DATA EXTRACTS
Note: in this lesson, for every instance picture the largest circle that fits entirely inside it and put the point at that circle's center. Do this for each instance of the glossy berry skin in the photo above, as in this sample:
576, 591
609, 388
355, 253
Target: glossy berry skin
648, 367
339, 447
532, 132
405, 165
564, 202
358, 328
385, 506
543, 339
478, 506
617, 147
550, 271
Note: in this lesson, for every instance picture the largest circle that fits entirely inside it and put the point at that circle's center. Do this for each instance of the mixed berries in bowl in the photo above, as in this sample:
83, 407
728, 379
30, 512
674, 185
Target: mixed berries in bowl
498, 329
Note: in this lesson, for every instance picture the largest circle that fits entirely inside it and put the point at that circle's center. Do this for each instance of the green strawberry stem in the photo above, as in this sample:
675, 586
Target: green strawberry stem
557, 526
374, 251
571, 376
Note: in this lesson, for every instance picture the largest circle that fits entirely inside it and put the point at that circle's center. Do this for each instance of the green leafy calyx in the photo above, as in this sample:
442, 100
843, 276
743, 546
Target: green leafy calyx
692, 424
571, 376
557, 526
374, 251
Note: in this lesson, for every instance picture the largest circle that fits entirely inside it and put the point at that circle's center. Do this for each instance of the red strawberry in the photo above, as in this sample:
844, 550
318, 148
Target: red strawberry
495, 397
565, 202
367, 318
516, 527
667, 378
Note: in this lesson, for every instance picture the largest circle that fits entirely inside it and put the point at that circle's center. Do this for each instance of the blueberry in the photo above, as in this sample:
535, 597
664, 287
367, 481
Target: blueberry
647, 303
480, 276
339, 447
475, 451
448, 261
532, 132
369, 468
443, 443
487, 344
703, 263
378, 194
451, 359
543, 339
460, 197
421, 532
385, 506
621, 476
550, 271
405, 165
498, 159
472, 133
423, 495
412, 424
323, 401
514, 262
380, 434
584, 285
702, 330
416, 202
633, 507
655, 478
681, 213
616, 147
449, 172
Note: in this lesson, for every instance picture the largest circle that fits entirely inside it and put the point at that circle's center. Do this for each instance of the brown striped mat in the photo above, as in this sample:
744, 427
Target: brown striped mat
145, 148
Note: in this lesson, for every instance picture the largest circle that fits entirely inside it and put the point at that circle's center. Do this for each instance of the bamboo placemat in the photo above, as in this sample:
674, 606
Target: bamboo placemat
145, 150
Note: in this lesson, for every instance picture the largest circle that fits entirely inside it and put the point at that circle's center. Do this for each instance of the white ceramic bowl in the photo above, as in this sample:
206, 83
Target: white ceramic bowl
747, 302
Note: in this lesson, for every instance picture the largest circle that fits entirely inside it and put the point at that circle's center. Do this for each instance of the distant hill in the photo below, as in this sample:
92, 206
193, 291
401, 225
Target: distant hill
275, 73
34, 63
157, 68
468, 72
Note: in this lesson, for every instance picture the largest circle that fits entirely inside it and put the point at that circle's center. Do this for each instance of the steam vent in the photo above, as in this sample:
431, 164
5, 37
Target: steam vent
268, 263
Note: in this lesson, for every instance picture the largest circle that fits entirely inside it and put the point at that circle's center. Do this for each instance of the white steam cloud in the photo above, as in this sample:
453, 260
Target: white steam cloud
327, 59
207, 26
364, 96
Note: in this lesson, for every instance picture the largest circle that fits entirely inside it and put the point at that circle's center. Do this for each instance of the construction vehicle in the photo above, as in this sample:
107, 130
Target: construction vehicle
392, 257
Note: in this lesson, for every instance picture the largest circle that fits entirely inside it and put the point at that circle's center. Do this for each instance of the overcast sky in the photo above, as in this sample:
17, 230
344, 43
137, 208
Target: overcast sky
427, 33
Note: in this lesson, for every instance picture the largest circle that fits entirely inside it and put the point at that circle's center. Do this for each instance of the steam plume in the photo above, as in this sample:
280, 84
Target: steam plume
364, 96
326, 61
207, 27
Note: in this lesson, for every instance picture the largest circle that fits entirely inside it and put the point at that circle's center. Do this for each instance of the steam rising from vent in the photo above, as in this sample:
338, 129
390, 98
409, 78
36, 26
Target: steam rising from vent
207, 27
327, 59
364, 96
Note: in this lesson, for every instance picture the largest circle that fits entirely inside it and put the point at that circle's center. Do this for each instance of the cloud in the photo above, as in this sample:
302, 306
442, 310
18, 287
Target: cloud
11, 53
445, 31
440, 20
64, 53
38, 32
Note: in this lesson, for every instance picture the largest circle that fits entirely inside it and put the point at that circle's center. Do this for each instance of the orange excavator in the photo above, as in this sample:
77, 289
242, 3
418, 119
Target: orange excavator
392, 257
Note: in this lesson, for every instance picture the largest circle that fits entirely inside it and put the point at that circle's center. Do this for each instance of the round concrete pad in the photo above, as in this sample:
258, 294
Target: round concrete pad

TASK TO CARRY OUT
Extract every line containing the string "round" from the data above.

SOLVED PROBLEM
Note: in this lesson, for every instance picture the largest circle that fits entirely inside it and put the point at that circle's center. Do this for each instance of the round concrete pad in the photo above, as in this sample:
Target: round concrete pad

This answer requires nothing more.